**Dataset excerpts**
+ + + + +
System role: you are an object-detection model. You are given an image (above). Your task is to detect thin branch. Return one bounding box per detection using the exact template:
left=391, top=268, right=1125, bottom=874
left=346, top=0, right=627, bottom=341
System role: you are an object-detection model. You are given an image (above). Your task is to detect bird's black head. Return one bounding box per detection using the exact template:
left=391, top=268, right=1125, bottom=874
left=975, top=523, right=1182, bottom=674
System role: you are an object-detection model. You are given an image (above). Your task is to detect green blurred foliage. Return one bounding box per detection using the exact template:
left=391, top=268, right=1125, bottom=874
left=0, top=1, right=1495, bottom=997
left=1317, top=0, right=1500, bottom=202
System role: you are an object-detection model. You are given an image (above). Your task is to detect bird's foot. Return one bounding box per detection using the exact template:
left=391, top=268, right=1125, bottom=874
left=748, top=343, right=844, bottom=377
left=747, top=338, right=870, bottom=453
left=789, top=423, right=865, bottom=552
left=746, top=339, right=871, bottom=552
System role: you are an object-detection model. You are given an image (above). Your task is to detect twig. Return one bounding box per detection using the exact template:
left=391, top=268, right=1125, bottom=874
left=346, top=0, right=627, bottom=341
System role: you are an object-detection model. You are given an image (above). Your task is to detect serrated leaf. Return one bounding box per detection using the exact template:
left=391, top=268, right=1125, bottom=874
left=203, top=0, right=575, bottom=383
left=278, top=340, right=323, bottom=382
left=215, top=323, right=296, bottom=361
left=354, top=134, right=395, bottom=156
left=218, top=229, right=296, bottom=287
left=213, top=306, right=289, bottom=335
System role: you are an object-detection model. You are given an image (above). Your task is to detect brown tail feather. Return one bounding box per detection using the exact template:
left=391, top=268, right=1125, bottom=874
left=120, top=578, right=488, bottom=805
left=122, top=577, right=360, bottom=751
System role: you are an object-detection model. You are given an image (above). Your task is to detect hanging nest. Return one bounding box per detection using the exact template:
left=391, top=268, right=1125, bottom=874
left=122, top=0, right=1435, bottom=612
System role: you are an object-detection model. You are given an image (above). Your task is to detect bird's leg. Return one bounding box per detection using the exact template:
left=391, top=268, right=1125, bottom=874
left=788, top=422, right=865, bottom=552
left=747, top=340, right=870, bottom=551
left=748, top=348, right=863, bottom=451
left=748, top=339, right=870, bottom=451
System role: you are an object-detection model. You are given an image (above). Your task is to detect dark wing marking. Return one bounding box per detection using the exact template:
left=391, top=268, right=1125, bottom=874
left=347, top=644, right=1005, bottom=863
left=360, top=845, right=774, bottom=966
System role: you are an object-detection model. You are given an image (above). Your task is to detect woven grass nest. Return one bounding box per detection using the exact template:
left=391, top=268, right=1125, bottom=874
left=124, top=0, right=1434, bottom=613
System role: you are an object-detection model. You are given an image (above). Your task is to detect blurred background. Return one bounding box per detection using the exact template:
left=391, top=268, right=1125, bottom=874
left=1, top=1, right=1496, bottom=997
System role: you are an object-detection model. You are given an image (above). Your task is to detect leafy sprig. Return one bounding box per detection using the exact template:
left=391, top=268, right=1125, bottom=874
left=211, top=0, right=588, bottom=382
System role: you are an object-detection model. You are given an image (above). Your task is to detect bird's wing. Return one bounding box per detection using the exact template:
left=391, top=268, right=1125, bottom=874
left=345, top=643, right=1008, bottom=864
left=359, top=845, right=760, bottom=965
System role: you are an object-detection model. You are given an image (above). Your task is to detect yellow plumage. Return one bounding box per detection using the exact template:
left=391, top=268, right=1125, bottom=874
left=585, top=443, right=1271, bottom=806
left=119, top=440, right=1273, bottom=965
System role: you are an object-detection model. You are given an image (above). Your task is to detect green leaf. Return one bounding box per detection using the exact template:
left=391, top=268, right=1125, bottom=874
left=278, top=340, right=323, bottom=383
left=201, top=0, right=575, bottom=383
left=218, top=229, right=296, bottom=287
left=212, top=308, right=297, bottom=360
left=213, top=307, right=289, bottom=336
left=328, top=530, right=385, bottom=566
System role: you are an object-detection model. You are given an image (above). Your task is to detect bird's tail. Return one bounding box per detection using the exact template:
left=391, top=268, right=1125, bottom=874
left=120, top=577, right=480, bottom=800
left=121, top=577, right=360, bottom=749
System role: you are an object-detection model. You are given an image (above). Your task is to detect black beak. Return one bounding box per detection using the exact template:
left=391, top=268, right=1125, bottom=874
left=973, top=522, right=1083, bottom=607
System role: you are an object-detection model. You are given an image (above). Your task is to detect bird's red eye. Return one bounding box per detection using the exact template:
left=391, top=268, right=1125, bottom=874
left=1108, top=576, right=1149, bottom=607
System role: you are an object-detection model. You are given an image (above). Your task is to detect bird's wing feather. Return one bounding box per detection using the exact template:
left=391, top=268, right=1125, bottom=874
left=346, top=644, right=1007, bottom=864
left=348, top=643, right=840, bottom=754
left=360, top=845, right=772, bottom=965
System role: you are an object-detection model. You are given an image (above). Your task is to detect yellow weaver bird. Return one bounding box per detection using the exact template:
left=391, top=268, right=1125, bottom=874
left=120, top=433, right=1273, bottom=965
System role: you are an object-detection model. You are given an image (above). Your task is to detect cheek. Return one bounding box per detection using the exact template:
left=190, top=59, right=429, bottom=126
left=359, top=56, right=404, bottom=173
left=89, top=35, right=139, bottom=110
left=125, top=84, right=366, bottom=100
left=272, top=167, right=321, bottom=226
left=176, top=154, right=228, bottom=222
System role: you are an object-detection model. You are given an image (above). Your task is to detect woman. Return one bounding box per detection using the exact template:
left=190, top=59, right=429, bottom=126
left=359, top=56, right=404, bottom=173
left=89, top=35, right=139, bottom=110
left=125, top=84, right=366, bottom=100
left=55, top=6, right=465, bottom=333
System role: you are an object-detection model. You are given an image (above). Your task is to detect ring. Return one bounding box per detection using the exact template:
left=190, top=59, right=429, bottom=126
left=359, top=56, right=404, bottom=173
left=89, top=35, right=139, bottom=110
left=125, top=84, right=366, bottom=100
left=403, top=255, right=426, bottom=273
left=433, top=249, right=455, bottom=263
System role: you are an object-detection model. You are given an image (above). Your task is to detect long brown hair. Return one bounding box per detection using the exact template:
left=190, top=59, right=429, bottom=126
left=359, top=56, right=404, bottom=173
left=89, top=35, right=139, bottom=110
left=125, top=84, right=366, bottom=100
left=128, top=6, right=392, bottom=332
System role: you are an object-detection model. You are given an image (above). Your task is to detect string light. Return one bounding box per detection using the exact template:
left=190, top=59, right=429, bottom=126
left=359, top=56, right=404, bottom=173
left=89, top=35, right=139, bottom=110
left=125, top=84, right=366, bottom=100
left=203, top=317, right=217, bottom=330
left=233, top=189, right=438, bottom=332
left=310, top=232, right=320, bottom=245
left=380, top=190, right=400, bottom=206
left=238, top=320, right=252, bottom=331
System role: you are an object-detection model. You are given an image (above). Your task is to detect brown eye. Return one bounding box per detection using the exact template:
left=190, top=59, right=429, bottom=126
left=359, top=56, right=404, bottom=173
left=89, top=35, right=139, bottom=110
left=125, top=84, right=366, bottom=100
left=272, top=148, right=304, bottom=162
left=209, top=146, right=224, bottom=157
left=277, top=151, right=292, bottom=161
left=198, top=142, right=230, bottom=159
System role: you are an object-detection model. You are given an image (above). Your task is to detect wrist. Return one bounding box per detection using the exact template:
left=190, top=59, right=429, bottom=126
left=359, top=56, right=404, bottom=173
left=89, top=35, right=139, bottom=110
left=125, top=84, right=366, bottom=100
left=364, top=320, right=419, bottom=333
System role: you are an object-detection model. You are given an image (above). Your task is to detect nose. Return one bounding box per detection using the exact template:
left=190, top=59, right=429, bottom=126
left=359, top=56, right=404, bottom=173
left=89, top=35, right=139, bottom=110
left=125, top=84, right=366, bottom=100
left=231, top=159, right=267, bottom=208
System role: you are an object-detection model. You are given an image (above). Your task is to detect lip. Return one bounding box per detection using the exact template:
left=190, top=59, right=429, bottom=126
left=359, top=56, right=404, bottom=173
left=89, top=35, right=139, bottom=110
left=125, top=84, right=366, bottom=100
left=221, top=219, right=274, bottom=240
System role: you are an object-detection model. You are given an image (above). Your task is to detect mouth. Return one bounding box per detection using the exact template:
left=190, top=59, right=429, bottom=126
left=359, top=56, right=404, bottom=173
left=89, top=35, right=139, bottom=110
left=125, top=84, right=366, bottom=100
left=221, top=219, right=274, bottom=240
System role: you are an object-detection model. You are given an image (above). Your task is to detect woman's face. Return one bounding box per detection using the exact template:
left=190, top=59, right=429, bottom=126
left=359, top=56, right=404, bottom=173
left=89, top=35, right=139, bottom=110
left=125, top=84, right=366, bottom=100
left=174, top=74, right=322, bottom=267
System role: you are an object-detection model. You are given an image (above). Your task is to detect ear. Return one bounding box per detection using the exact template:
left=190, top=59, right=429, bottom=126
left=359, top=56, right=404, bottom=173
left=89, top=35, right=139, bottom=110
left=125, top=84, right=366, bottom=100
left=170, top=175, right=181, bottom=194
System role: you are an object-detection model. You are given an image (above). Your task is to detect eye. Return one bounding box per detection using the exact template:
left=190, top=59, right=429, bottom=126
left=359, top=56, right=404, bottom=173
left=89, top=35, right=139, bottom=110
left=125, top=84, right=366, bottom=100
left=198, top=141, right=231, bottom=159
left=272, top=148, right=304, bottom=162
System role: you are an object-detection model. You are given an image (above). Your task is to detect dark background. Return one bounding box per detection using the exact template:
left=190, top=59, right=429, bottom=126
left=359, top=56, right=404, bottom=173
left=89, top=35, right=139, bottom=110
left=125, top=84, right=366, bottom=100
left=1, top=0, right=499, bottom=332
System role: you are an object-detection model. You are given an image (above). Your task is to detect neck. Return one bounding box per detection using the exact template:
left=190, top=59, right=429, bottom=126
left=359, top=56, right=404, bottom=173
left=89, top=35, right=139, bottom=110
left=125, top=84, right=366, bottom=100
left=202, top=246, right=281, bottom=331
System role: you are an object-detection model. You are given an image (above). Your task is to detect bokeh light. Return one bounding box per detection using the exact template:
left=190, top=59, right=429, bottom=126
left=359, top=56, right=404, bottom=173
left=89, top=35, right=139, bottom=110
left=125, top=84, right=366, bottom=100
+ + + + +
**What to do**
Select and copy every line from the records that includes the word "blurred".

**Expected answer**
System role: you are an object-detection model. You are given an image (above). Your task is to detect green blurred foliage. Return one bounding box per detection using the exact template:
System role: you are an object-detection model. You are given an image (above). Your task is to detect blurred background. Return one bounding box per detection using the exact template:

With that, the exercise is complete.